→ **Your goal**
Nothing in the entries should be altered. Write them out in full.

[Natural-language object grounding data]
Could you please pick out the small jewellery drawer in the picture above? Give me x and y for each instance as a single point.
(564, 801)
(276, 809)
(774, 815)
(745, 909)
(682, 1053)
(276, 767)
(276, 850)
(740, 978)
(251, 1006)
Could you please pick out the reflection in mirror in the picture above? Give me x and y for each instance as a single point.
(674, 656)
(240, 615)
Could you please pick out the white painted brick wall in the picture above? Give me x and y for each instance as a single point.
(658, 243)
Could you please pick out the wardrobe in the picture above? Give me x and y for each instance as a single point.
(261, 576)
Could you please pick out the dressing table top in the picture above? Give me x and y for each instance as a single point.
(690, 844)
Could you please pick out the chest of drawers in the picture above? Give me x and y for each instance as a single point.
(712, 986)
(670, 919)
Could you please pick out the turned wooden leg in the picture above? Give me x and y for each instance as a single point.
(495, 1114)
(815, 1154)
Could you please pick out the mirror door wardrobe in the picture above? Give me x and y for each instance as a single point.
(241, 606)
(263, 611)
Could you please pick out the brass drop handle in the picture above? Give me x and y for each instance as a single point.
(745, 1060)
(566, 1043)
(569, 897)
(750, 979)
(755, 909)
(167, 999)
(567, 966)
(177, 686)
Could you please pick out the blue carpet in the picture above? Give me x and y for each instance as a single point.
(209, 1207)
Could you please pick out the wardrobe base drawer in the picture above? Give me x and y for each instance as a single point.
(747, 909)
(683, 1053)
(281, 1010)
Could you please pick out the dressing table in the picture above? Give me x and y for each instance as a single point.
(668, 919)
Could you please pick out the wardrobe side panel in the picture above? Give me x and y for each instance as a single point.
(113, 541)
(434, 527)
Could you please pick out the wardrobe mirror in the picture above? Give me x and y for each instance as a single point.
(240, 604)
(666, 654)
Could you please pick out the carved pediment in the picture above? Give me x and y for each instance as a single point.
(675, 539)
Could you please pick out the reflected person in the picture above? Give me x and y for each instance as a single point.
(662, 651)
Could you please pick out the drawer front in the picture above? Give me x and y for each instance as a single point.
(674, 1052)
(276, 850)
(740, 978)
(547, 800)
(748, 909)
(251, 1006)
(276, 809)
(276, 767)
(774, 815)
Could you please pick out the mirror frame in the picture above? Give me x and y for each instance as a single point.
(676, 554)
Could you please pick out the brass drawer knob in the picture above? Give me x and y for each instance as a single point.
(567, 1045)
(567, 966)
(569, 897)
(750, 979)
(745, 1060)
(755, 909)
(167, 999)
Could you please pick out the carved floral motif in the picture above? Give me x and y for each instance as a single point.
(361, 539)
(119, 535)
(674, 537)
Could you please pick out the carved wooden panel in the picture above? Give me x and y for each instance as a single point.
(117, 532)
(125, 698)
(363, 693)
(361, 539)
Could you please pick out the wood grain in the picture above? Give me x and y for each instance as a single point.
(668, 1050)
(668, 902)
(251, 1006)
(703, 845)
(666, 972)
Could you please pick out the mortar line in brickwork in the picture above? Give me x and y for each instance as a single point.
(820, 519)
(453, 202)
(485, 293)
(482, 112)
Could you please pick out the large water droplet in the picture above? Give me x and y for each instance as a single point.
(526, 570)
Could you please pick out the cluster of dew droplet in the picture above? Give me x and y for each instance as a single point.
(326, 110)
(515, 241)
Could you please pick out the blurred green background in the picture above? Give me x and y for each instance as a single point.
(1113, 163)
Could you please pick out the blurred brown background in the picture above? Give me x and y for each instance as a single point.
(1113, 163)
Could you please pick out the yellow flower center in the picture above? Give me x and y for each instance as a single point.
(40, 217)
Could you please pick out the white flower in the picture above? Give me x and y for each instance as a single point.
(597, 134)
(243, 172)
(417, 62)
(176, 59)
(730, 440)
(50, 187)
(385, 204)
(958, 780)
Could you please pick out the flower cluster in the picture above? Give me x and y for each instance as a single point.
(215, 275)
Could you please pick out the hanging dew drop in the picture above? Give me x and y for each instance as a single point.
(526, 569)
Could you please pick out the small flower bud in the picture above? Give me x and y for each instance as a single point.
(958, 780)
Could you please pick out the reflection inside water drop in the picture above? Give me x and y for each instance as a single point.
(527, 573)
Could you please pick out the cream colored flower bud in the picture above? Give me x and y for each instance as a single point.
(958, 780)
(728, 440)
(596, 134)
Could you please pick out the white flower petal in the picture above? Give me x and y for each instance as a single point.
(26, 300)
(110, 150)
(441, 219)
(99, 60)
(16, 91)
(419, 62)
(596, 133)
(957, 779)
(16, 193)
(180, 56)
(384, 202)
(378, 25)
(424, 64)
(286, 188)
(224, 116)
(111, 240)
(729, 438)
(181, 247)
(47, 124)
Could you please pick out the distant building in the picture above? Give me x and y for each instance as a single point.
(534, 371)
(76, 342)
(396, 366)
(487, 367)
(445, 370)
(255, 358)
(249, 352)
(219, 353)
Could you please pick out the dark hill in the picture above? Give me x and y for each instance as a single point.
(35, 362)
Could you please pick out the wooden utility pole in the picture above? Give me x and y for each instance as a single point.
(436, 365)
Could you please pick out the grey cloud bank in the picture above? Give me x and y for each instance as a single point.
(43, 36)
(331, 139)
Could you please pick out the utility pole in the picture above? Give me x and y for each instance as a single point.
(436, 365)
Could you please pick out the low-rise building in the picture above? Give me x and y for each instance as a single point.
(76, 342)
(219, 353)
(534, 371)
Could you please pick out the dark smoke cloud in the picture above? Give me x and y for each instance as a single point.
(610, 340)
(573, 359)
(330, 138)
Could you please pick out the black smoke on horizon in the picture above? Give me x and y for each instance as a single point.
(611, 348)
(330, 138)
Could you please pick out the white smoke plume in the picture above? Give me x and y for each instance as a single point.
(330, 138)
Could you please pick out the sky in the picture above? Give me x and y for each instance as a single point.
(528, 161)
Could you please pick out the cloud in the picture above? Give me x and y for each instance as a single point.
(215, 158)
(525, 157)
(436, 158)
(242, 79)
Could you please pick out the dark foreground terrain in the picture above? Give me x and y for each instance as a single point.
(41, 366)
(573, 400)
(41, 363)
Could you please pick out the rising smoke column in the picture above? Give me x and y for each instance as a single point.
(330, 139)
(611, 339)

→ **Solution to this task**
Could you please pick out the small jewellery drawer in the picture above? Give me x and y for each instance as a single point.
(564, 801)
(276, 809)
(774, 815)
(745, 909)
(682, 1053)
(276, 767)
(276, 850)
(740, 978)
(251, 1006)
Could you please pick out the reflection in mirror in the picture above? Give me x and y for each instance as a single point.
(674, 656)
(240, 615)
Could you please pick out the white painted brick wall in the picture above? Give me x and y for each instance as a single point.
(658, 243)
Could you please pick out the wardrobe in the picture above? Give me x and y for each instance as a single point.
(261, 576)
Could you please pick out the dressing table top in the picture above? Give me x and y for each instance as a single point.
(690, 844)
Could you please pick out the chest of drawers in the picture above? Give me x and y for each instance as a single point.
(712, 986)
(670, 919)
Could you please pick out the turned wooden leg in the picture above? Give me x and y for each instance as a single point.
(495, 1114)
(815, 1154)
Could you please pick out the mirror door wardrobe in the picture above? Give me x and y for each instance as a single point.
(241, 606)
(263, 611)
Could you please pick out the brass drop handle in the picture above? Give me x and y for each instance as a single point.
(745, 1060)
(566, 1043)
(569, 897)
(750, 979)
(755, 909)
(167, 999)
(567, 966)
(177, 686)
Could you please pick out the blue carpet in the picture above? Give me x and y for each instance as a single point.
(209, 1207)
Could you please pick out the wardrobe base drawer in the picture above? Give me x and y for each instance as a single point.
(747, 909)
(683, 1053)
(281, 1010)
Could you please pick out the dressing table in the picture above? Give me x and y for each instance as a single point.
(668, 919)
Could you please pick out the wardrobe side panel in the picture above? Give me x and y for each instance as a single point.
(113, 541)
(434, 527)
Could you please pick out the wardrobe mirror in the picture above? Give me x and y for each instance as a single point.
(240, 604)
(666, 654)
Could you please pick out the carved pediment in the picture above? Give me x and y for each instance as a single point.
(675, 539)
Could you please pick out the reflected person in the picture above? Give me x and y for each instance as a single point.
(662, 651)
Could you please pick out the drawer front in the picture above? Give me x and y for each instance as a single point.
(674, 1052)
(276, 850)
(740, 978)
(547, 800)
(748, 909)
(251, 1006)
(276, 809)
(276, 767)
(774, 815)
Could you please pick out the mirror frame in the picture above? Give me x and y for each instance as a single point.
(676, 554)
Could you please pick out the brass drawer knob in the picture above? Give me x and y for each instance as a single point.
(567, 1045)
(567, 966)
(569, 897)
(750, 979)
(745, 1060)
(755, 909)
(167, 999)
Could you please pick out the carved floral motif in the picture above? Give me x and y for each instance as a single point.
(361, 539)
(119, 535)
(674, 537)
Could you please pick out the carved wooden panel in the picture above? Give me x and y for each instance as a single point.
(117, 532)
(125, 698)
(363, 693)
(361, 539)
Could you please pick out the wood grain in the picture above? Give me x and y for each instance as a single point.
(668, 1050)
(668, 902)
(251, 1006)
(703, 845)
(666, 972)
Could you please pick out the mortar line in brickwork in the picture above? Give me x and y for each instance as a single point.
(820, 519)
(453, 202)
(485, 293)
(482, 112)
Could you please pick out the large water droplet in the picture above? Give me x and y for each instance as a single point.
(526, 570)
Could you please pick out the cluster of dew droplet in the picture above? Give me x and y for each instance as a single point.
(326, 110)
(515, 241)
Could you please pick out the blurred green background in the picture above? Give me x and y for each instance as a single point.
(1113, 163)
Could you please pick out the blurred brown background in the picture above? Give me x and y for each instance as a single point.
(1113, 163)
Could you please pick out the yellow flower center in the picture above? Give me x and y for each instance as a single point.
(40, 217)
Could you please pick out the white flower in the picture above? Give me x and y for each instance as a single point.
(597, 134)
(243, 172)
(417, 62)
(176, 59)
(730, 440)
(50, 187)
(385, 204)
(958, 780)
Could you please pick out the flower cluster in the picture above? Give me x and y for each instance as a single point.
(215, 275)
Could you please pick out the hanging dew drop in the picture above? Give me x and y for each instance as a single point.
(526, 569)
Could you please pick out the small flower bud in the picture above? Give me x and y for each instance as a single point.
(958, 780)
Could you please pick out the reflection inside water drop in the picture above? Give me x and y for each instance as a single point.
(527, 573)
Could you please pick out the cream colored flower bud in the picture above? Give me x and y for each instance as a single point.
(958, 780)
(728, 440)
(596, 134)
Could you please pick out the white flower petal in the picture above? Give me x and y for each instance as a single point.
(26, 300)
(110, 150)
(441, 219)
(99, 60)
(16, 91)
(419, 62)
(596, 133)
(957, 779)
(16, 193)
(180, 56)
(384, 202)
(378, 25)
(424, 64)
(286, 188)
(224, 116)
(111, 240)
(729, 438)
(181, 247)
(47, 124)
Could you please pick out the distant building in the picture above? Give me x and y for each instance as a single point.
(534, 371)
(76, 342)
(396, 366)
(487, 367)
(445, 370)
(255, 358)
(249, 352)
(219, 353)
Could you please pick out the dark hill in the picture above? Give me x and y for each instance as a single point.
(35, 362)
Could you please pick out the wooden utility pole in the picture above? Give me x and y for each instance as a single point.
(436, 365)
Could you please pick out the grey cloud bank in the picture above? Give me x and y for each instance as a single point.
(43, 36)
(331, 139)
Could you please pick out the utility pole in the picture above? Give me x and y for each instance as a single point.
(436, 365)
Could you please pick out the low-rise building in the picture above? Give me x and y for each instance as a single point.
(76, 342)
(219, 353)
(534, 371)
Could you please pick out the dark smoke cloud in the picture above? Give me x and y for each instance as a single point.
(610, 340)
(573, 359)
(330, 138)
Could you please pick out the black smoke on horizon in the picture above? Give me x and y for each instance as a single point.
(611, 348)
(330, 138)
Could you please pick out the white smoke plume in the picture above? Give me x and y for each instance as a single point.
(330, 138)
Could you please pick out the sky in the picture above? Give me x and y for each instance as a single point.
(528, 161)
Could you please pick out the cloud in the picture above? Give me x and y for each instance as a single point.
(215, 158)
(525, 157)
(436, 158)
(242, 79)
Could you please pick out the dark foreground terrain in the picture above? Give me x and y for each instance as a single point.
(41, 366)
(573, 400)
(41, 363)
Could you please pick out the rising smoke column in the picture above? Give me x and y for each instance as a single point.
(330, 139)
(611, 339)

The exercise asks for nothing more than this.